▶ _Description of the task_: Below is a set of records; print all of them exactly as written.

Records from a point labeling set

───

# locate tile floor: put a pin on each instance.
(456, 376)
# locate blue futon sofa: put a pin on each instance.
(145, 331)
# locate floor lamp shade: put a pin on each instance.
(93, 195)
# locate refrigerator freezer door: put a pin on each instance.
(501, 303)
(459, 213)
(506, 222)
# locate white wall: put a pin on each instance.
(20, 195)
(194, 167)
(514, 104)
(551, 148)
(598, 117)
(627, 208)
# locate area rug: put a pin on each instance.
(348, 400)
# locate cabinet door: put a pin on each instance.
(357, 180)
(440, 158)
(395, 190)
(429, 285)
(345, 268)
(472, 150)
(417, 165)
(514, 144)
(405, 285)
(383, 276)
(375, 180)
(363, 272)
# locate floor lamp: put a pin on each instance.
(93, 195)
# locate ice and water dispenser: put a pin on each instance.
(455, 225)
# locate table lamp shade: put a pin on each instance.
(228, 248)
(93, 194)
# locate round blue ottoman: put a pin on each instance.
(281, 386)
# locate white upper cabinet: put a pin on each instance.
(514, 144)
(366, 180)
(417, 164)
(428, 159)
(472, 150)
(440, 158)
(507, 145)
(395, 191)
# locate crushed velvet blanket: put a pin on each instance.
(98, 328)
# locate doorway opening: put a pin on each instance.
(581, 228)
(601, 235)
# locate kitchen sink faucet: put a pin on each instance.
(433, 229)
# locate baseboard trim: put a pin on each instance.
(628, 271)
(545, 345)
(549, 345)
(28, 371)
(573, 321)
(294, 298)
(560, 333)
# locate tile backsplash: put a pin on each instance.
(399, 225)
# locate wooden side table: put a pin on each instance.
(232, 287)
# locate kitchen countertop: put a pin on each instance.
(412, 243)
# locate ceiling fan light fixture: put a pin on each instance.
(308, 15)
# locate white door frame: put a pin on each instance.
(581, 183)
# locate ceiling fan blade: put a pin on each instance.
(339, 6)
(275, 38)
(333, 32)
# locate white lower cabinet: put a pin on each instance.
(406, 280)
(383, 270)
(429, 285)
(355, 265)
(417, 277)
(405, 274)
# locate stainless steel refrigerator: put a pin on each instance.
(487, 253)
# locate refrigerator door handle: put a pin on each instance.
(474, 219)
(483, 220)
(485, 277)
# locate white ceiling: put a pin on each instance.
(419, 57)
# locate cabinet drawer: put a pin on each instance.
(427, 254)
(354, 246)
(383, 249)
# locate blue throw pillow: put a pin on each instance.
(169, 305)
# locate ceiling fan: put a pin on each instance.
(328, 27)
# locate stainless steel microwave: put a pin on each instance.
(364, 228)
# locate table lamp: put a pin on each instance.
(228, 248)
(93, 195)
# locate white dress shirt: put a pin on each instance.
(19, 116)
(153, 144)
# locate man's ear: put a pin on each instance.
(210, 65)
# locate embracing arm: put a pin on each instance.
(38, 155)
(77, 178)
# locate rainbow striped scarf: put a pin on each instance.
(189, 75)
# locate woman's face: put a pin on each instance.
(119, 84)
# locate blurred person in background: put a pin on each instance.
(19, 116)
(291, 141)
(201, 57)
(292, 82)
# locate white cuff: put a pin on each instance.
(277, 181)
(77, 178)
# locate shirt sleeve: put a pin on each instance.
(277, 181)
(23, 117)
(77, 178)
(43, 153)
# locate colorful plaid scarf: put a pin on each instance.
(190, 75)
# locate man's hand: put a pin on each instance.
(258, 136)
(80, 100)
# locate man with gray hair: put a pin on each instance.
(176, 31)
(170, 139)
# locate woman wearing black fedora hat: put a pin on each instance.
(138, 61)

───

▶ _Right answer_:
# locate tile floor: put a pin on each instance.
(456, 376)
# locate blue futon sofa: put a pin on each instance.
(145, 331)
# locate floor lamp shade: put a pin on each instance.
(93, 195)
# locate refrigerator freezer door: put a pin on each instance.
(501, 303)
(459, 213)
(506, 222)
# locate white wall: put a pin on each instance.
(20, 195)
(194, 167)
(514, 104)
(551, 148)
(598, 117)
(627, 208)
# locate area rug: put a pin on each instance.
(348, 400)
# locate cabinet door: put a pin on each instance.
(357, 180)
(440, 158)
(395, 190)
(429, 285)
(345, 268)
(472, 150)
(417, 165)
(514, 144)
(405, 285)
(383, 276)
(375, 180)
(363, 272)
# locate floor lamp: put a pin on each instance.
(93, 195)
# locate ice and water dispenser: put a pin on each instance.
(455, 225)
# locate table lamp shade: put a pin on each instance.
(228, 248)
(93, 194)
# locate round blue ottoman: put a pin on each instance.
(281, 386)
# locate white upper cabinet: put a pin on each instance.
(514, 144)
(366, 180)
(417, 164)
(428, 159)
(472, 150)
(440, 158)
(507, 145)
(395, 191)
# locate crushed velvet blanket: put a pin on each instance.
(98, 328)
# locate doorway opening: put a pin on each instance.
(581, 228)
(601, 235)
# locate kitchen sink faucet: put a pin on each instance.
(433, 229)
# locate baseboard trim: put a pin on each instance.
(628, 271)
(545, 345)
(549, 345)
(28, 371)
(573, 321)
(294, 298)
(560, 333)
# locate tile backsplash: put a pin on each instance.
(399, 225)
# locate wooden side table: put a pin on each instance.
(232, 287)
# locate kitchen countertop: put a pin on each instance.
(412, 243)
# locate ceiling fan light fixture: put a pin on each instance.
(308, 15)
# locate white door frame: put a pin on each instance.
(581, 183)
# locate ceiling fan blade: put a pin on each instance.
(339, 6)
(275, 38)
(333, 32)
# locate white lower cabinet: put a pin on each instance.
(406, 280)
(383, 270)
(429, 285)
(355, 265)
(417, 277)
(405, 274)
# locate stainless steel refrigerator: put a pin on each instance.
(487, 253)
# locate refrigerator door handle: put a pin on each instance.
(474, 219)
(483, 220)
(485, 277)
# locate white ceiling: put a pin on each instance.
(419, 57)
# locate cabinet drawer: put a pin on each instance.
(427, 254)
(354, 246)
(383, 249)
# locate blue throw pillow: put a pin on each instance.
(169, 305)
# locate ceiling fan: put a pin on each instance.
(328, 27)
# locate stainless steel microwave: put a pin on each instance.
(364, 228)
# locate table lamp: put a pin on each instance.
(228, 248)
(93, 195)
# locate white dress shirt: put a pin on each instance.
(19, 116)
(153, 144)
# locate man's ear: put a pin on each instance.
(210, 65)
# locate embracing arm: put a pin on each instance.
(38, 155)
(77, 178)
# locate rainbow striped scarf: put a pin on each instance.
(189, 75)
# locate woman's face: put a pin on each instance.
(119, 84)
# locate blurred person in background: put a pin on each instance.
(19, 116)
(291, 141)
(201, 57)
(292, 82)
# locate white cuff: put a pin on each instance.
(277, 181)
(77, 178)
# locate shirt sleeve: put a pin on each instance.
(277, 181)
(23, 117)
(77, 178)
(43, 153)
# locate colorful plaid scarf: put a pin on each instance.
(190, 75)
# locate man's hand: put a pin on each instance.
(258, 136)
(80, 100)
# locate man with gray hair: put a pin on each instance.
(176, 31)
(170, 139)
# locate woman wearing black fedora hat: put a pin on each instance.
(138, 61)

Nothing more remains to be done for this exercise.